About this exercise
Copy each line in the data that includes the word "every".

Records for the exercise
****************************************

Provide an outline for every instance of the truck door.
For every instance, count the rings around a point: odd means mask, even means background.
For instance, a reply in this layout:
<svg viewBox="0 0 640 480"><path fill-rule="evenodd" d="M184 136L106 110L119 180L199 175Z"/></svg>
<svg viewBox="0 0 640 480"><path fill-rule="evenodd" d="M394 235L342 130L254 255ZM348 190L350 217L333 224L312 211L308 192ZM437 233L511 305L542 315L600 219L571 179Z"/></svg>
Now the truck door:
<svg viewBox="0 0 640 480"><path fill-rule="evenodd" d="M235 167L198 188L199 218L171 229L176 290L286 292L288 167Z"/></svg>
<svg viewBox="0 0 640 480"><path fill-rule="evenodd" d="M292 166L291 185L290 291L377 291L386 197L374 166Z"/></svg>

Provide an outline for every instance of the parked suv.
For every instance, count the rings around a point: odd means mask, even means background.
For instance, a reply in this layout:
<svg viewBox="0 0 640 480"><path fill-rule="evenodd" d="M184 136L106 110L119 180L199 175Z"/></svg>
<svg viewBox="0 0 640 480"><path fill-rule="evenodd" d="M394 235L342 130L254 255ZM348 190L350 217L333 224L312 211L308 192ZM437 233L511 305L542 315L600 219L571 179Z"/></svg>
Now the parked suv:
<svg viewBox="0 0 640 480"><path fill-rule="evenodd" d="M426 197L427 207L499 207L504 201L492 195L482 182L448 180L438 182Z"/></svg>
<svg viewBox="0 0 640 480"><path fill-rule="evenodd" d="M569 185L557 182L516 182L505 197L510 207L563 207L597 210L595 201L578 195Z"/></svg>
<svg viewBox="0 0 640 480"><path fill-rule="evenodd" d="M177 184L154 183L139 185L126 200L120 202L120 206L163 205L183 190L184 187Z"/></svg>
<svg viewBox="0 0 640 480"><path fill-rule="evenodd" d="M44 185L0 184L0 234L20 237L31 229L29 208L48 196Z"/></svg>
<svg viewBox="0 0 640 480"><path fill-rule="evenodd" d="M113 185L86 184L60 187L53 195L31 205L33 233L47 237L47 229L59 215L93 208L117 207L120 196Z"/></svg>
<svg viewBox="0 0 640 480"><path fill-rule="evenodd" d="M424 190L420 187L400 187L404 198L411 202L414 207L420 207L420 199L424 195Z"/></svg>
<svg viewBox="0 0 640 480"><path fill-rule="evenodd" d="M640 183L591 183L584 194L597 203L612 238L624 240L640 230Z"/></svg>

****************************************

Answer space
Provide an outline for every instance of the truck door.
For every instance, count the rings around a point: odd means mask, even means background.
Provide an outline for every instance of the parked suv.
For every instance, count the rings around a point: odd means mask, even means background.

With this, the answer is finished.